***** Extracted information

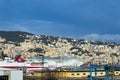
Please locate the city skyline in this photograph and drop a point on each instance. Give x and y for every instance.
(96, 20)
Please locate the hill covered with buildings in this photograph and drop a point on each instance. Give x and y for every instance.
(29, 45)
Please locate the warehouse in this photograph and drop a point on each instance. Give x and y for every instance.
(10, 74)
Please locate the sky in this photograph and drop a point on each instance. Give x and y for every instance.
(89, 19)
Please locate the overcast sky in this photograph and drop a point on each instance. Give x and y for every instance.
(90, 19)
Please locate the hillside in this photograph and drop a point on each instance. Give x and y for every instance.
(29, 45)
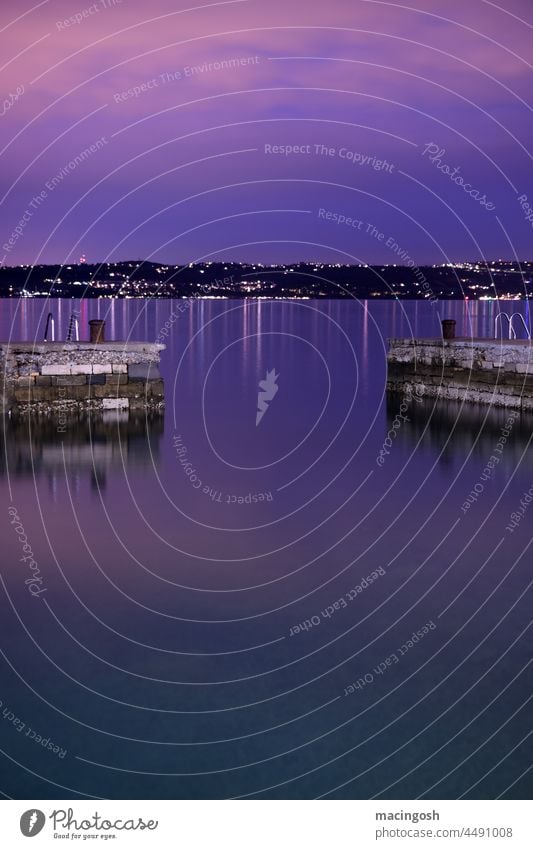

**********

= Requirement =
Work out how many lines in the items above contain the string "instance", with case counting. Reply with the number only.

= Solution to this task =
6